Given task
Pictures stay out; everything else in the records below is copied exactly.

Source material

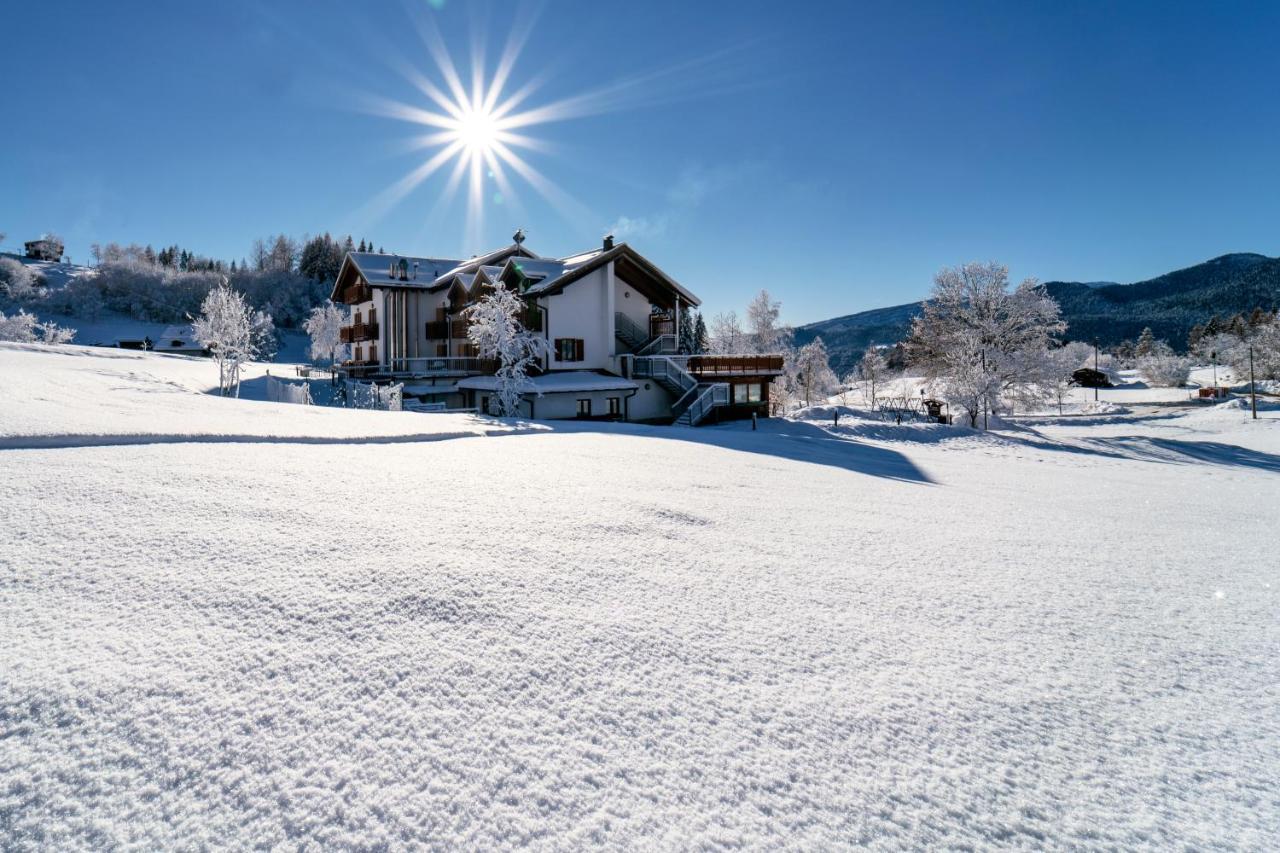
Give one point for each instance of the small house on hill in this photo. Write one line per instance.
(179, 340)
(45, 249)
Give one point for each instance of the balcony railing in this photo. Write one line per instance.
(659, 324)
(357, 332)
(440, 331)
(531, 318)
(734, 365)
(439, 366)
(356, 293)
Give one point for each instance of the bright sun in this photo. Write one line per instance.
(478, 129)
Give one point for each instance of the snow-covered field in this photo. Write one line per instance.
(236, 623)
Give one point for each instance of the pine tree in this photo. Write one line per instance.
(1146, 343)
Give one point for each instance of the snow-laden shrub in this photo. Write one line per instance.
(19, 327)
(16, 279)
(1162, 368)
(54, 333)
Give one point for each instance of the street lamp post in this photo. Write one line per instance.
(448, 331)
(1096, 369)
(1253, 391)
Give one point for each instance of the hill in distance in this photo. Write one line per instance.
(1170, 304)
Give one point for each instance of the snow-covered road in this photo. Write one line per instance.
(640, 637)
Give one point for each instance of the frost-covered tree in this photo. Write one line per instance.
(19, 327)
(727, 333)
(1233, 349)
(1146, 343)
(54, 333)
(1164, 368)
(702, 342)
(813, 375)
(686, 341)
(324, 325)
(497, 332)
(767, 334)
(871, 373)
(233, 333)
(16, 279)
(986, 346)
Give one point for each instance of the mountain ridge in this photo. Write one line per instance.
(1110, 313)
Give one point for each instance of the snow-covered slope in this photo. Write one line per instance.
(639, 637)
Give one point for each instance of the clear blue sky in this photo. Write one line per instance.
(837, 154)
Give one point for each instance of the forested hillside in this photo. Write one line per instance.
(1170, 305)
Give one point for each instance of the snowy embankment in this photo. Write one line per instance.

Worked solution
Give one point for each instance of the small house on hill in this photo. Write one line per instance.
(179, 340)
(45, 249)
Give one point for each instance of the balcony railing in this photo. Write one line per instance.
(659, 324)
(357, 332)
(440, 331)
(531, 318)
(734, 365)
(439, 366)
(356, 293)
Give one point for each instance of the bright sun in this photo. Write one line per instance.
(478, 129)
Give one point for each instance of the snow-covered field in this photo. Write one line per instance.
(236, 623)
Give one point for each instance of the pine tree in this photo. Write one line per instance.
(1146, 343)
Give one point for each instance of the snow-laden shrub in this photo. Write one line per instance.
(19, 327)
(16, 279)
(1162, 368)
(54, 333)
Give one point for each instance of the street lamp post in this photo. Write one line per instance.
(448, 331)
(1096, 369)
(1253, 391)
Give one point for each instance of the hill in distance in this photo. Write one line per instance.
(1170, 304)
Give one point for each instance of the snow-covered road in this photo. Write one line per instance.
(640, 637)
Give one point for each instance of the frost-covered tree in this photo. Write one line per instance.
(19, 327)
(727, 333)
(1233, 349)
(1146, 343)
(54, 333)
(1164, 368)
(702, 342)
(813, 375)
(686, 341)
(324, 325)
(497, 332)
(767, 334)
(871, 373)
(233, 333)
(16, 279)
(986, 346)
Give one point for each instance of the mountain ridge in this photo. Write one line per instance.
(1110, 313)
Give one point for each instance of the snow-covered slope in this photo. Write one line per instance.
(639, 637)
Give one point for each instance of the clear blue sky in this photo. Write one line per instance.
(837, 154)
Give one point for each instance of the forested hillside in this photo. Write one line per instance.
(1170, 305)
Give one point for each instance of the snowy embankment in this photo. Write one line per instance.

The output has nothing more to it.